* _PROMPT_
Leave out every picture, and return exactly the lines from the line containing "like [75, 217]." through the end of the records below, both inclusive.

>> start ENTRIES PROVIDED

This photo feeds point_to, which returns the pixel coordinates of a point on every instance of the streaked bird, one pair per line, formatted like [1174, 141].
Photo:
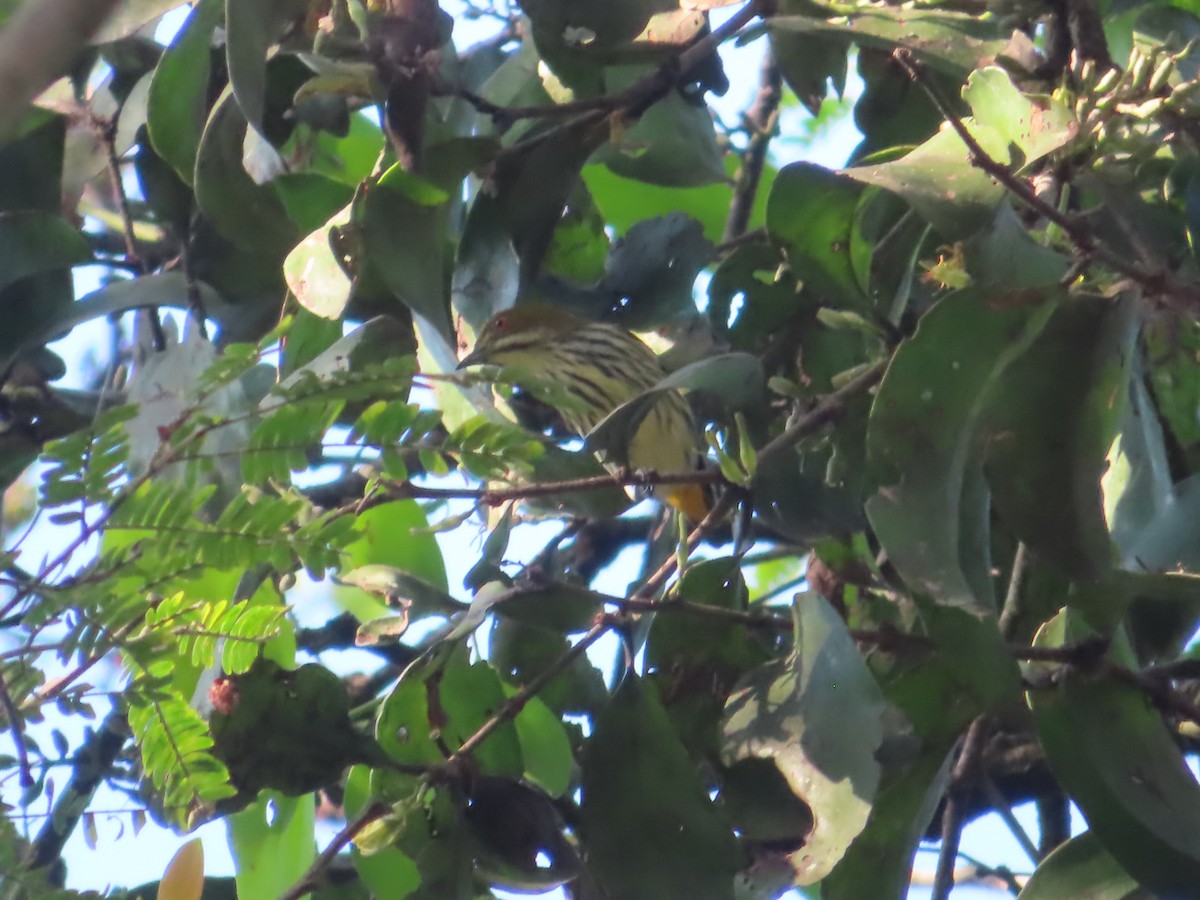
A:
[600, 366]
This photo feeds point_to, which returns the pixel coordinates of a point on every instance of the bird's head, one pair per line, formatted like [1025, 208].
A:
[510, 335]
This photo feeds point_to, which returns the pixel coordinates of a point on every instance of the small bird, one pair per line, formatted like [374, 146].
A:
[601, 366]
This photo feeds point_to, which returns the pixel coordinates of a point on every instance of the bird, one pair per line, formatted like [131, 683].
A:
[601, 366]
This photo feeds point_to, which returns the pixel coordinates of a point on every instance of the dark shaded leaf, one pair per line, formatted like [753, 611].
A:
[648, 826]
[1114, 755]
[1081, 868]
[817, 717]
[931, 513]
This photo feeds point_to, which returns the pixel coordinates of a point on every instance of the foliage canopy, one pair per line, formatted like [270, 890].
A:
[953, 403]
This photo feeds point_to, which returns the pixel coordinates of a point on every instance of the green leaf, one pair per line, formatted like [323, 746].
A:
[251, 29]
[817, 717]
[952, 42]
[247, 214]
[395, 535]
[649, 829]
[545, 747]
[117, 297]
[931, 513]
[402, 234]
[1115, 757]
[271, 843]
[33, 241]
[179, 91]
[939, 179]
[624, 201]
[1081, 868]
[562, 609]
[315, 271]
[1044, 461]
[811, 215]
[672, 144]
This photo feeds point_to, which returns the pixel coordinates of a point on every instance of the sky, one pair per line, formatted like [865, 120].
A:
[123, 859]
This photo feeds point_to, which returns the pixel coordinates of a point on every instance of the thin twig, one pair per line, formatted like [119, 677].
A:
[312, 879]
[762, 123]
[91, 765]
[18, 735]
[1156, 283]
[963, 781]
[1012, 609]
[1000, 803]
[969, 767]
[635, 100]
[514, 705]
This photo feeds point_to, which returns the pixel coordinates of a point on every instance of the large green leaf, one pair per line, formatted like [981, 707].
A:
[817, 715]
[672, 144]
[250, 31]
[939, 178]
[953, 42]
[1115, 757]
[811, 215]
[649, 829]
[179, 93]
[624, 201]
[1083, 868]
[931, 513]
[1044, 460]
[251, 216]
[33, 243]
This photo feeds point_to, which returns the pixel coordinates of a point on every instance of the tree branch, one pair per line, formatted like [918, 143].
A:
[37, 45]
[762, 121]
[1158, 283]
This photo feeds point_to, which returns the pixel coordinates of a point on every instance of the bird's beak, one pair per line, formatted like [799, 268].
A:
[472, 359]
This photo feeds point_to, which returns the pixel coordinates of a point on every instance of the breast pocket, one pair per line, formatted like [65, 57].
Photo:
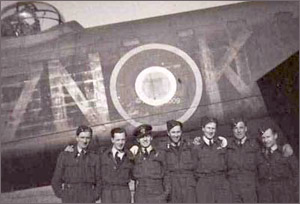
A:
[72, 171]
[186, 159]
[249, 160]
[91, 172]
[171, 160]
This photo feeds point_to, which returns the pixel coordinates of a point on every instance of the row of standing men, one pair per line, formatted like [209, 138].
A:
[208, 169]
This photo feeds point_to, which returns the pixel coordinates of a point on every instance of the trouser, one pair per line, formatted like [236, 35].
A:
[243, 189]
[183, 189]
[150, 191]
[79, 193]
[276, 192]
[213, 189]
[116, 194]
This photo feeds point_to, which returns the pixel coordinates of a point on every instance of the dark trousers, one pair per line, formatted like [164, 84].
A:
[116, 194]
[183, 189]
[150, 191]
[243, 189]
[79, 194]
[213, 189]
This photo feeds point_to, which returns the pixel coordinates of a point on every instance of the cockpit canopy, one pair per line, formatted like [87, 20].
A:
[28, 18]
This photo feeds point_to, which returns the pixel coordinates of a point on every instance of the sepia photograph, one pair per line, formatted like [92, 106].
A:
[149, 102]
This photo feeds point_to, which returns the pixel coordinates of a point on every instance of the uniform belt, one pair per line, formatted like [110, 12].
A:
[203, 175]
[79, 185]
[149, 182]
[113, 186]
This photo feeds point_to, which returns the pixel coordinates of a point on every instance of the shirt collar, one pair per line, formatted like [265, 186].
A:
[114, 151]
[274, 147]
[175, 144]
[243, 140]
[149, 149]
[206, 140]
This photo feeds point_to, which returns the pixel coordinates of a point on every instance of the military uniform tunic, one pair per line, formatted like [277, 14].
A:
[278, 177]
[212, 184]
[77, 179]
[241, 165]
[181, 170]
[152, 181]
[116, 177]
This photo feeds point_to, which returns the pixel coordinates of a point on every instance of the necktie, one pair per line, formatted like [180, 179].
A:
[146, 154]
[268, 152]
[240, 143]
[210, 142]
[117, 158]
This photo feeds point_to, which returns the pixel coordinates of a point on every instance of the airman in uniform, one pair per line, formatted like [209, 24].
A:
[116, 168]
[241, 152]
[278, 176]
[241, 162]
[180, 165]
[77, 176]
[152, 184]
[209, 157]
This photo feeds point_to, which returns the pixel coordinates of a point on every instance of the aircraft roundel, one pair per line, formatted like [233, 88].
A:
[154, 83]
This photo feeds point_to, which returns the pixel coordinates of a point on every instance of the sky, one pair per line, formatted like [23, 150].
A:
[96, 13]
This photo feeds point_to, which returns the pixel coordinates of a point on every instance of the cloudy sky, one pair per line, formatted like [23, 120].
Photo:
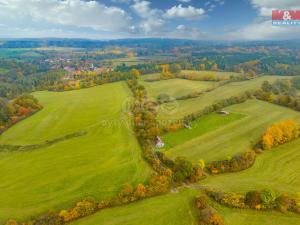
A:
[111, 19]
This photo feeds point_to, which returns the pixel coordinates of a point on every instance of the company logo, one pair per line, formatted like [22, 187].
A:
[286, 17]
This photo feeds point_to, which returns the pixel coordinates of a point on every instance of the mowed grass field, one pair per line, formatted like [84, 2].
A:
[170, 209]
[178, 209]
[176, 87]
[234, 137]
[276, 169]
[199, 127]
[97, 164]
[189, 106]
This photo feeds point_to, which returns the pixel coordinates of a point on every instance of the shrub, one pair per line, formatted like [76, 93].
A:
[284, 203]
[253, 200]
[183, 169]
[280, 133]
[268, 198]
[201, 202]
[49, 219]
[209, 217]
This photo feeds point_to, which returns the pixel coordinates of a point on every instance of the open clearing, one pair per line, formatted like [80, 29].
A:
[178, 209]
[176, 87]
[277, 169]
[235, 137]
[199, 127]
[170, 209]
[97, 164]
[189, 106]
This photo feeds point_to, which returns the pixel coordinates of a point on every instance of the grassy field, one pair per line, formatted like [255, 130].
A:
[189, 106]
[178, 209]
[97, 164]
[277, 169]
[131, 61]
[199, 127]
[235, 137]
[176, 87]
[170, 209]
[220, 74]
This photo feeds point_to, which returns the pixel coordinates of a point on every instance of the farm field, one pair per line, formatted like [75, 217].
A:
[74, 168]
[170, 209]
[178, 209]
[176, 87]
[199, 127]
[232, 138]
[277, 169]
[219, 74]
[189, 106]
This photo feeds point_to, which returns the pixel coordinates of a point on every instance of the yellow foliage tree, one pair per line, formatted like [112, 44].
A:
[280, 133]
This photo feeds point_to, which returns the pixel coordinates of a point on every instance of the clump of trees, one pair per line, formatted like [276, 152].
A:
[258, 200]
[17, 109]
[207, 215]
[280, 133]
[236, 163]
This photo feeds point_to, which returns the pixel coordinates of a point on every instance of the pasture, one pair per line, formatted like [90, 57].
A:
[97, 164]
[178, 209]
[189, 106]
[234, 137]
[176, 87]
[170, 209]
[276, 169]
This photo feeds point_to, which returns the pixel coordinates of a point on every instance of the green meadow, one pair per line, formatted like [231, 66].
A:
[276, 169]
[97, 164]
[189, 106]
[169, 209]
[178, 209]
[176, 87]
[199, 127]
[229, 138]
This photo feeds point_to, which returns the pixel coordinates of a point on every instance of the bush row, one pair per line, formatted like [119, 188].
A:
[259, 200]
[11, 112]
[236, 163]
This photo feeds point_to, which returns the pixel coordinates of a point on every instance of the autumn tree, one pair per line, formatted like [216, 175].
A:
[202, 66]
[136, 73]
[214, 67]
[280, 133]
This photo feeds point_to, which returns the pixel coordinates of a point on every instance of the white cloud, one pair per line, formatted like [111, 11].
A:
[265, 7]
[180, 27]
[77, 13]
[179, 11]
[264, 31]
[151, 18]
[184, 1]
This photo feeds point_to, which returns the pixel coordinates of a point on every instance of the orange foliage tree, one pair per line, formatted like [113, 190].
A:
[280, 133]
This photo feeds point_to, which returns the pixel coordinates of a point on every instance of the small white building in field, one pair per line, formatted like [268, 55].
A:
[159, 143]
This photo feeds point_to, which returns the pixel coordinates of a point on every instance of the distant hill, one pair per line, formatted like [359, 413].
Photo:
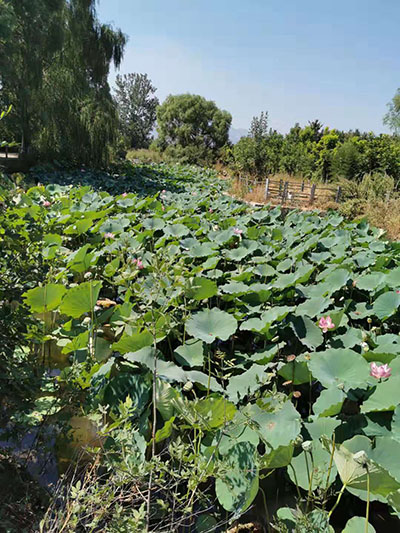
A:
[236, 133]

>> end ENTRIES PROVIDED

* _EXERCISE SOLUTION_
This photo feeds point_to, which returns the pixel coordinates of a point on every instance of the farm field, one pair per line, formatted like [75, 217].
A:
[74, 168]
[170, 209]
[178, 209]
[176, 87]
[199, 127]
[232, 138]
[277, 169]
[219, 74]
[189, 106]
This photo feeds point_to, which returns the pixel coordinates of a point on every instance of the yellow foliage tree, one pair per line, formatted like [112, 44].
A:
[280, 133]
This photo feeds point_to, which returns the pixel coordinates of a point on every instance of the clump of trees, one pair per line, formatted like [276, 152].
A:
[258, 200]
[17, 109]
[207, 215]
[280, 133]
[236, 163]
This photo feeds point_to, which returns the pixel coordinates of a point on every instance of the pasture, one pair per line, formatted like [90, 57].
A:
[97, 164]
[178, 209]
[189, 106]
[234, 137]
[176, 87]
[170, 209]
[276, 169]
This photo feeds point_to, which returns the pixel coordinates of a point on every instance of the green meadow, one pair per line, formatted like [231, 66].
A:
[276, 169]
[97, 164]
[189, 106]
[169, 209]
[178, 209]
[176, 87]
[199, 127]
[229, 138]
This photo feeds point_to, which returns the pixel coordinates of a point on every instance of the bush row, one pair per line, formatted like [119, 188].
A:
[259, 200]
[11, 112]
[236, 163]
This photo feeds point_to, which returns the pixel coordinates of a point on every instance of the autumn tree, one pair per line, formatted like [216, 175].
A:
[202, 66]
[136, 73]
[214, 67]
[280, 133]
This photo feeds point_to, which returns the pixel coordinates of a point on every instance of the white cloud, one pair per line, formatted like [111, 11].
A:
[265, 7]
[180, 27]
[77, 13]
[179, 11]
[264, 31]
[151, 18]
[184, 1]
This photo feeds point_to, which returns the pixel coordinates of a point on every instance of the orange foliage tree, one pair per line, formatted like [113, 190].
A:
[280, 133]
This photo feeds point_to, which returns the pixel coordinates of a point on every instance of the small white building in field, one pair per line, formatted like [268, 55].
A:
[159, 143]
This photo feeds point_to, which returns the pixel coordinates of a point on every instance of the distant hill, one pair per line, formatted like [359, 413].
Photo:
A:
[236, 133]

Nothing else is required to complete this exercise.